_EXERCISE TASK:_ Transcribe word for word the lines in the records below, starting with the line that contains "Mark every instance of the grass" and continuing through the end of the records.

[Saved data entries]
▼

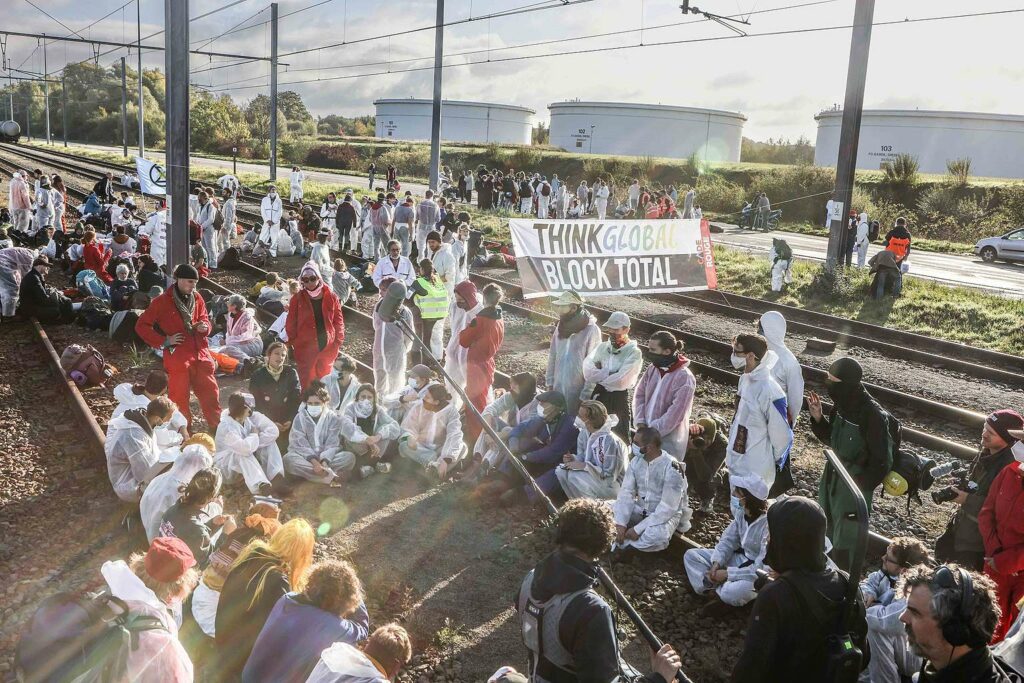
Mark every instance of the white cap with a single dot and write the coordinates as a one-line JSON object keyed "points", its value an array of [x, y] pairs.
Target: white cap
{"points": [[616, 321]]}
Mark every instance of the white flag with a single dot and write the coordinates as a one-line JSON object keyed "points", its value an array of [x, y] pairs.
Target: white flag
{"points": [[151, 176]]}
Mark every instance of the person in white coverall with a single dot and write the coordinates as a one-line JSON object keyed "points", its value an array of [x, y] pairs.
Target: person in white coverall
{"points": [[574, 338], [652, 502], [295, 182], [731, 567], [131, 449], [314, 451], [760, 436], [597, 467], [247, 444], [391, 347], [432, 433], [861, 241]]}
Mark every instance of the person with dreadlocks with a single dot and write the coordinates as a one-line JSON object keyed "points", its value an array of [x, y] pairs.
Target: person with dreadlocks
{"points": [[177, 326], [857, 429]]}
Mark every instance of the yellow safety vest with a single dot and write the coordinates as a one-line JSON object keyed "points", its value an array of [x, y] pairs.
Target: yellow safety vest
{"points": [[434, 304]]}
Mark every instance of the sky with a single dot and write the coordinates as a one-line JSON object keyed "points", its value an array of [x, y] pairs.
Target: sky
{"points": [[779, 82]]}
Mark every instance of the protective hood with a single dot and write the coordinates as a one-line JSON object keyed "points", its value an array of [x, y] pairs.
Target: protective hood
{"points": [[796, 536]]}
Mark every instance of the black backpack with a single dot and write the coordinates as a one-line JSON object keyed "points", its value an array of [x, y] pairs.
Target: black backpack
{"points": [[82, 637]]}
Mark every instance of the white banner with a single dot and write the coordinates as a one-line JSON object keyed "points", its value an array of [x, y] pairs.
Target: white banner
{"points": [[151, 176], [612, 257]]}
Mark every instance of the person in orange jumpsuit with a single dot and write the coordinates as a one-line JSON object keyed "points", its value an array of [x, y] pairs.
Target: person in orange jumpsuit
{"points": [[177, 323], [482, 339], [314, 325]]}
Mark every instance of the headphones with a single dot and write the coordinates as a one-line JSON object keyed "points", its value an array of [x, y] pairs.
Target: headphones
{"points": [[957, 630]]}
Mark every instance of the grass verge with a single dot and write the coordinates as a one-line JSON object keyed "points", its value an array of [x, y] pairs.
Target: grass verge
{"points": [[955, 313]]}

▲

_TASK RESULT:_
Mark every instance of the grass verge with a single dot and write the coordinates as a one-line JSON object keyed "points", its value an array of [x, y] pairs.
Target: grass verge
{"points": [[955, 313]]}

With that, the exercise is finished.